# WORK INSTRUCTION
Return only those lines of the records below in which "front" appears.

# MATERIAL SUPPLIED
.....

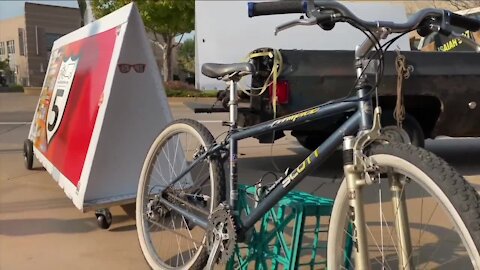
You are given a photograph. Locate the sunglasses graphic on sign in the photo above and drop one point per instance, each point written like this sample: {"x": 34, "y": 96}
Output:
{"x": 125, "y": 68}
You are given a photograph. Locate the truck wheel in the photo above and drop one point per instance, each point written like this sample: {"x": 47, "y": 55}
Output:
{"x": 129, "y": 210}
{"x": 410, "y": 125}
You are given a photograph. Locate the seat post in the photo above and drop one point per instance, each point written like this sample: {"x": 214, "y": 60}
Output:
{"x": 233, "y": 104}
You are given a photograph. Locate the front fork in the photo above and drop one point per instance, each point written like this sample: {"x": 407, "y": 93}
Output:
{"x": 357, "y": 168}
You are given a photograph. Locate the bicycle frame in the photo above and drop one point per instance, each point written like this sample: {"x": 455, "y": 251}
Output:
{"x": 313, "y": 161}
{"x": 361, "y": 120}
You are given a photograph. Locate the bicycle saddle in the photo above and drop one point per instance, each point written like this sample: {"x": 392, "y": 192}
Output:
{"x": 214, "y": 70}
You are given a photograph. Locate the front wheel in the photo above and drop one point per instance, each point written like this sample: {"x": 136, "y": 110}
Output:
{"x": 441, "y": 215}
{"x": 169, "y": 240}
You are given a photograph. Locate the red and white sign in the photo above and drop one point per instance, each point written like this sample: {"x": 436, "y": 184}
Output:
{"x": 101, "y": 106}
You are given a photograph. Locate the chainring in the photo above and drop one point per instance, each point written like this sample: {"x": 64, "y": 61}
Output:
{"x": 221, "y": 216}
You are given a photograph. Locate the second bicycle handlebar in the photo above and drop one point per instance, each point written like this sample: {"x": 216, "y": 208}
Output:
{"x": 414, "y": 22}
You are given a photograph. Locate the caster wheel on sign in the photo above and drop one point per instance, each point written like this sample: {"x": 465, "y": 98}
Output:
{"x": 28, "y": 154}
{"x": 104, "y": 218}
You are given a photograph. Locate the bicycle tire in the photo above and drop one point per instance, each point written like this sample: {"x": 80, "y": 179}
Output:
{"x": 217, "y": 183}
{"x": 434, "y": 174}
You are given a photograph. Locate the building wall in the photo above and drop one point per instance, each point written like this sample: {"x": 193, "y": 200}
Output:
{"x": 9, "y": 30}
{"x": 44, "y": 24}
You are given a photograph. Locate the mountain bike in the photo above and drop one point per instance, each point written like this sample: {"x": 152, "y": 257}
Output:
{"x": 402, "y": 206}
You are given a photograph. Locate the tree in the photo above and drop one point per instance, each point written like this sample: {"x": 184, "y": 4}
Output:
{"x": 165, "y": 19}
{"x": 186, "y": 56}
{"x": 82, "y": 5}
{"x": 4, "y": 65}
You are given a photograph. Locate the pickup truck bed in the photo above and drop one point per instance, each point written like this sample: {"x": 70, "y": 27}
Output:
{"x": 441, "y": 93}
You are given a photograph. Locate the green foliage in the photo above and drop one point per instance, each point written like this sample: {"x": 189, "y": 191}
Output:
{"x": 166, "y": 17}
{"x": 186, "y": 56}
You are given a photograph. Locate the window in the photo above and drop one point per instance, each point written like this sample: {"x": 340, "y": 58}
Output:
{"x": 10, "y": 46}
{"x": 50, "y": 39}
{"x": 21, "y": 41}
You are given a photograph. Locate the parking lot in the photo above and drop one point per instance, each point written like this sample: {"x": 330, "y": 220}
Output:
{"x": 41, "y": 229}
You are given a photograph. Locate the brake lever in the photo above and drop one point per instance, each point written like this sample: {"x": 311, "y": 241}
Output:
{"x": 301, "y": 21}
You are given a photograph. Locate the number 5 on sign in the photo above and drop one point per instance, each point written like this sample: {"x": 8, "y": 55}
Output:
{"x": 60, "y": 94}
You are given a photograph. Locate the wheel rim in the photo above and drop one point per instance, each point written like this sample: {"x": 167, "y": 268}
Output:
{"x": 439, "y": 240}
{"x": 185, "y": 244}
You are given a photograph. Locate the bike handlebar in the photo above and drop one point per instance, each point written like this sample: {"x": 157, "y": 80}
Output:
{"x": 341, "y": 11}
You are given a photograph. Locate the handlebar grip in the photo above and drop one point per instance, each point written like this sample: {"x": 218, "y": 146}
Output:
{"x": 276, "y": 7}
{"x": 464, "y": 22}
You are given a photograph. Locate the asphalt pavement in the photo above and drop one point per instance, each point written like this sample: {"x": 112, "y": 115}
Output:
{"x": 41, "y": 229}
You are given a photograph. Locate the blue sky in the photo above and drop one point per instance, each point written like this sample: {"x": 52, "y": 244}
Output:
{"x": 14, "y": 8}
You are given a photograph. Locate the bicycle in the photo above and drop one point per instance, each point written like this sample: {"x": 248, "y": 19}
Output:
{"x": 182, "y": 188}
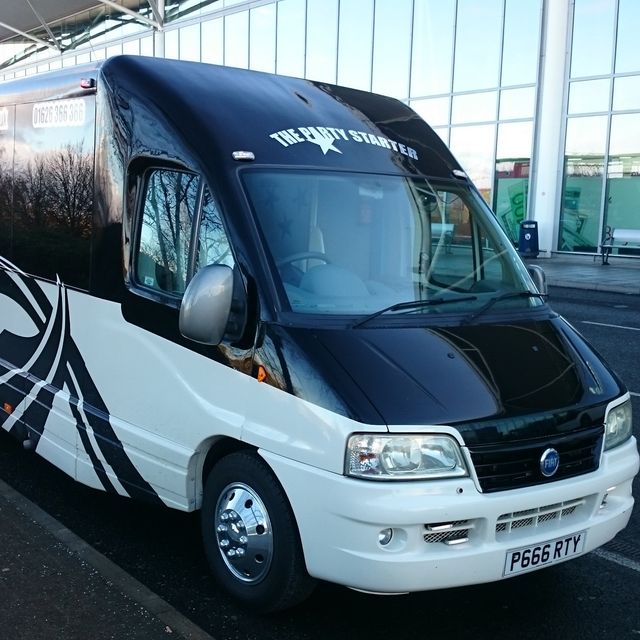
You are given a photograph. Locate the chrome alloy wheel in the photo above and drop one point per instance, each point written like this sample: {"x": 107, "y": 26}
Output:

.....

# TASK SOLUTION
You are given a photograph. Locate the front fork in the photo above and drop one point per instance, each point written like this sample: {"x": 407, "y": 93}
You are given a photograph. Locate the front wheel in the photo above and drop one point per instance, each point written like this sample: {"x": 136, "y": 110}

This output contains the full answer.